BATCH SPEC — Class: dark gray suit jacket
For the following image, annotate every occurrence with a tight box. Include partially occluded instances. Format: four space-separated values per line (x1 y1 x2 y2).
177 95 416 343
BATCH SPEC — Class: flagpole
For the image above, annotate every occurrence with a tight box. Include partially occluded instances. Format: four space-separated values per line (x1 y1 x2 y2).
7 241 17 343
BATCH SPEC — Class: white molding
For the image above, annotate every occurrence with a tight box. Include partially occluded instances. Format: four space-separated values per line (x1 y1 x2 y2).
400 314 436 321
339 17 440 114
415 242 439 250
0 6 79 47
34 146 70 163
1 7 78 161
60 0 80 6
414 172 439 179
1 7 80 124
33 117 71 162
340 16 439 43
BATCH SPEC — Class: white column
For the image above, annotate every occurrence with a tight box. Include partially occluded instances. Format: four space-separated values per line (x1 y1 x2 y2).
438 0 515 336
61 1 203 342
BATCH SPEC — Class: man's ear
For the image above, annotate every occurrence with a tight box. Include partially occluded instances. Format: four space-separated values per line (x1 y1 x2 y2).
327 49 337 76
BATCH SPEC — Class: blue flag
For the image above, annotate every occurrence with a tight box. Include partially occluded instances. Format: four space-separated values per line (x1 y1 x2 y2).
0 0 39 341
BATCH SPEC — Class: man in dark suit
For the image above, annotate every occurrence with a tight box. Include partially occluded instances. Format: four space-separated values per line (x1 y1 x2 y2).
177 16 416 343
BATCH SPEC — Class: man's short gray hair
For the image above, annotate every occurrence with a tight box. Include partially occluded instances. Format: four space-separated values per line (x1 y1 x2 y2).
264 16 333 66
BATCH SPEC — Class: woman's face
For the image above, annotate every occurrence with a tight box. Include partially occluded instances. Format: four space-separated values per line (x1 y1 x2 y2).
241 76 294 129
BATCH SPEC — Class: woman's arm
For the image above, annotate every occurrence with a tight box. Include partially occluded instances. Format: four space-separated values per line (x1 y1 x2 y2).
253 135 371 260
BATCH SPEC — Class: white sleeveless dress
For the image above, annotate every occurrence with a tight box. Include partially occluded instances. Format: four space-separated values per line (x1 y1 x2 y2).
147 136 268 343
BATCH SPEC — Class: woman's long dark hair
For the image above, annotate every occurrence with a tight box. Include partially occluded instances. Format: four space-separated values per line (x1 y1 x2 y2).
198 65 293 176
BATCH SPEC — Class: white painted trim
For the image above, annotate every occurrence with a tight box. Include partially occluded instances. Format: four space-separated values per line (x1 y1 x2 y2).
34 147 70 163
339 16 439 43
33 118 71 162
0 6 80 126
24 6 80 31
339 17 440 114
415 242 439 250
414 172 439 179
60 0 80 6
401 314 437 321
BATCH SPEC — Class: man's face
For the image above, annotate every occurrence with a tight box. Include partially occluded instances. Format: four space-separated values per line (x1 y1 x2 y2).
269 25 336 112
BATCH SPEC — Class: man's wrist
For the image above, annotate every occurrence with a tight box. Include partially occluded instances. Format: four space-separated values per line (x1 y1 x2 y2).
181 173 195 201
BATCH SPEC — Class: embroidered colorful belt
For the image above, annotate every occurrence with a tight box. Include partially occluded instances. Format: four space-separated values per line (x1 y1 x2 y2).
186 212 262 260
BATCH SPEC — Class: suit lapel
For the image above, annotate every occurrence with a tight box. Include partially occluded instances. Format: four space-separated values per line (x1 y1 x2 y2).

·····

THE PROBLEM: Supply the number of lines above that contain the word "face", and nothing else.

RESPONSE TO THE EXERCISE: 2